*Supplied text*
[Start of Attachment]
# Crank falls as I close the window



## El_Cangri (Dec 17, 2011)

Well as the title says my crank falls, technically it unscrews as I close the window. I have two windows with the exact same problem. My mechanic inside of me tells me that maybe its missing a washer or something that retains it.

Since I'm on my mobile device and the URL upload gives me a invalid file message I'm going to give the link to my pictures stored in my Dropbox folder. Hope there isn't a problem by doing so.

Pic1
Pic2


----------



## El_Cangri (Dec 19, 2011)

Anyone with at least an idea?


----------



## nealtw (Dec 19, 2011)

[ame=http://www.youtube.com/watch?v=UyAazckAyFw]How to replace single arm window crank - YouTube[/ame]

Best bet is to replace it.


----------



## El_Cangri (Dec 20, 2011)

Better call a pro then. If it was like the one in the video or the "Miami" style that has all the mechanism visible and in reach, but these are completely sealed. So I guess worst case scenario would be having to remove the window. 

I just want to fix this for security reasons. 

Thanks for the input


----------



## nealtw (Dec 20, 2011)

Perhaps you are just missing a spring clip. In the photo with the crank in hand you can see an allan head screw which would remove the crank. If you have more in the house remove one and see if you can figure what is supposed to stop it from coming out. May get a photo of that.


----------



## njglass (Dec 20, 2011)

The video shows a casement window hinged left like a door. Judging by your handle it looks like you have an awning or hopper window. Your window is hinged most likely at the top or bottom, correct? If I am correct just by looking at the handle I know you can order replacement parts for that crank system instead of buying a whole new crank out system. 

A very large US supplier of this type of window part would be CR Laurence. I buy stuff from their company frequently to repair windows. The part number for your handle is H3592 if I'm jumping to the right conclusions. You can find your handle and related crank parts on their site. I would take apart a functioning unit like nealtw suggested and determine what needs to be done. I bet you can do it yourself!


----------
[End of Attachment]
*Required work*
a. List every distinct username that posted in the window crank thread.
b. From the window crank thread, return the passage between "I just want" and "photo of that.", inclusive.
c. Condense the paragraph of the window crank thread that begins "A very large US supplier" into a short bulleted list, keeping its main facts.
The data has no part in this work.

*Record excerpts*
[Start of Attachment]
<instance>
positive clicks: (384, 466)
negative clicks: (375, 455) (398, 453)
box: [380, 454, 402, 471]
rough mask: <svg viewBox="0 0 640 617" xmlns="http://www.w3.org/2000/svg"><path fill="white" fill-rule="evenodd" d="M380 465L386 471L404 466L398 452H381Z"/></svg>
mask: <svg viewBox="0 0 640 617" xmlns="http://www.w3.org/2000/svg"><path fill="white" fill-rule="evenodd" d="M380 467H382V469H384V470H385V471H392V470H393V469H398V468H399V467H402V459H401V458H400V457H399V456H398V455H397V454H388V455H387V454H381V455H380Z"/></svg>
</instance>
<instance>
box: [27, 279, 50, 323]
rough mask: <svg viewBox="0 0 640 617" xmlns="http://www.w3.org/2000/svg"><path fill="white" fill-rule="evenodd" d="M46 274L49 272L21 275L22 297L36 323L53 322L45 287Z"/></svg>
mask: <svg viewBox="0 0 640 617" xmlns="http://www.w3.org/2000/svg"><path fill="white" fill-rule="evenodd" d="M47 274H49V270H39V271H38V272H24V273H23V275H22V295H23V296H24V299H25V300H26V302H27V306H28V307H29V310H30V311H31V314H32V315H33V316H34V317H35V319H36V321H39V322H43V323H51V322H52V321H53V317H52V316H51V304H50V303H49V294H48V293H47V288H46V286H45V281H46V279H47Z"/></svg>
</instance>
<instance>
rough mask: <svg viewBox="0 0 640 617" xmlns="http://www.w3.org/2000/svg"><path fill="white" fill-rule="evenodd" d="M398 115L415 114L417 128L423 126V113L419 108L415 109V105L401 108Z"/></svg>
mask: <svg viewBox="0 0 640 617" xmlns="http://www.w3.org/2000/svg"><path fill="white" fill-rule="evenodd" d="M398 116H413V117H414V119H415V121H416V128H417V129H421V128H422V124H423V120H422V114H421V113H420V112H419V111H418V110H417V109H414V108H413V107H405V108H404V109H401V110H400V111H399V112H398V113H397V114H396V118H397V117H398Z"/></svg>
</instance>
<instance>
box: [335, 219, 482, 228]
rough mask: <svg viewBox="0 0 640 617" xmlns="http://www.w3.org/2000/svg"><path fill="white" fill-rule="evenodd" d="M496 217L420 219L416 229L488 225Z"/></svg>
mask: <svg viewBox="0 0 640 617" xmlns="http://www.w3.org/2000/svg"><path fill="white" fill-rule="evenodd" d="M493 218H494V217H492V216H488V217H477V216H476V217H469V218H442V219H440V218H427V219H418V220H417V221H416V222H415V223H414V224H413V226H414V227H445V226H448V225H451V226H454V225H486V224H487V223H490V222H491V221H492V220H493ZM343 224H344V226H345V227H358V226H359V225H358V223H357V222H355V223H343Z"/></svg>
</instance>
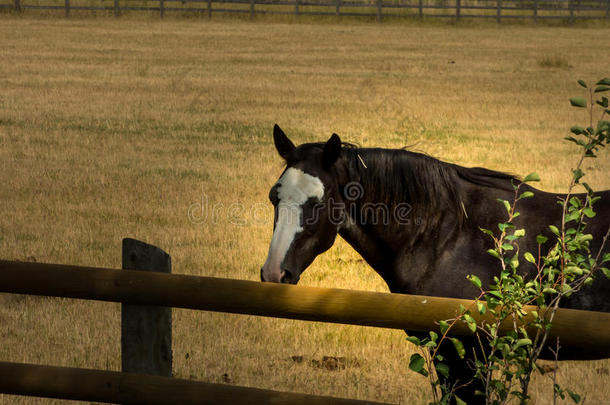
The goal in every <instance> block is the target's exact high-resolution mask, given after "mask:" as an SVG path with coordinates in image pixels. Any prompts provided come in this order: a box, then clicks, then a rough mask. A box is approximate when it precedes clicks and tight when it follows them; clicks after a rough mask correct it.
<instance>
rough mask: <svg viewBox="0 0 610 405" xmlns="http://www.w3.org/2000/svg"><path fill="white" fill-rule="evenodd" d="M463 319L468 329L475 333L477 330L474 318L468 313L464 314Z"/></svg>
mask: <svg viewBox="0 0 610 405" xmlns="http://www.w3.org/2000/svg"><path fill="white" fill-rule="evenodd" d="M464 320H465V321H466V324H467V325H468V329H470V331H471V332H472V333H475V332H476V331H477V322H476V321H475V320H474V318H473V317H472V316H471V315H470V314H464Z"/></svg>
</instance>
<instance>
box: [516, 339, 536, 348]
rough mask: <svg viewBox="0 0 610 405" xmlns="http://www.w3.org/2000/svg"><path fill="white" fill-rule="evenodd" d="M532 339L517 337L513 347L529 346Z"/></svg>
mask: <svg viewBox="0 0 610 405" xmlns="http://www.w3.org/2000/svg"><path fill="white" fill-rule="evenodd" d="M531 344H532V341H531V340H530V339H519V340H517V343H515V346H514V348H515V349H517V348H519V347H521V346H531Z"/></svg>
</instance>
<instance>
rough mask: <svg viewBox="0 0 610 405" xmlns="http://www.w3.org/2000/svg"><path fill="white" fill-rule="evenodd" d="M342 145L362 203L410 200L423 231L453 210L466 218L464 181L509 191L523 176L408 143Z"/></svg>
mask: <svg viewBox="0 0 610 405" xmlns="http://www.w3.org/2000/svg"><path fill="white" fill-rule="evenodd" d="M342 146H343V149H342V153H341V157H340V158H339V159H340V161H341V162H340V164H339V166H340V167H343V168H345V170H347V179H348V180H347V181H348V182H352V181H357V182H359V183H360V184H361V185H362V187H363V190H364V193H365V194H364V195H363V196H362V203H364V202H370V203H373V204H377V203H385V204H388V205H389V206H390V208H392V207H396V206H397V205H398V204H404V203H407V204H410V205H411V207H412V212H411V214H410V215H412V216H413V218H415V219H421V220H422V221H421V226H418V227H417V233H422V234H423V233H426V232H428V231H430V230H435V229H438V226H439V225H440V224H441V223H442V220H443V218H442V215H443V214H446V213H447V211H448V210H449V212H450V213H451V215H453V216H454V217H455V218H456V220H457V221H456V222H455V223H456V225H458V226H461V225H462V224H463V223H464V221H465V219H466V218H467V212H466V210H465V207H464V205H463V196H464V193H465V191H464V190H463V181H466V182H468V183H470V184H474V185H477V186H480V187H487V188H492V189H500V190H507V191H512V190H513V184H517V183H518V182H519V181H520V180H519V179H518V178H517V177H515V176H514V175H512V174H508V173H504V172H499V171H495V170H489V169H485V168H482V167H464V166H459V165H456V164H453V163H448V162H443V161H441V160H439V159H436V158H434V157H432V156H430V155H427V154H424V153H418V152H413V151H410V150H407V149H382V148H361V147H358V146H357V145H354V144H350V143H346V142H343V143H342ZM323 148H324V143H323V142H321V143H308V144H303V145H300V146H299V147H298V148H297V149H296V150H295V151H294V153H293V155H292V156H291V157H290V158H288V160H289V162H290V161H299V160H302V159H305V158H306V157H307V156H308V155H310V154H311V153H312V152H314V151H316V152H318V153H319V152H320V151H321V150H322V149H323ZM341 170H343V169H341ZM460 180H463V181H460ZM342 186H343V187H344V186H345V184H343V185H342ZM481 192H485V191H484V190H481Z"/></svg>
[End of Attachment]
*Answers for each item*
a. El_Cangri, nealtw, njglass

b.
I just want to fix this for security reasons. 

Thanks for the input


----------



## nealtw (Dec 20, 2011)

Perhaps you are just missing a spring clip. In the photo with the crank in hand you can see an allan head screw which would remove the crank. If you have more in the house remove one and see if you can figure what is supposed to stop it from coming out. May get a photo of that.

c.
- CR Laurence is a very large US supplier of this type of window part, and the poster buys from them often to repair windows.
- The handle's part number is likely H3592, and the handle and related crank parts can be found on their site.
- Taking apart a working unit, as nealtw suggested, would show what needs to be done.
- The poster thinks the repair can be done without a pro.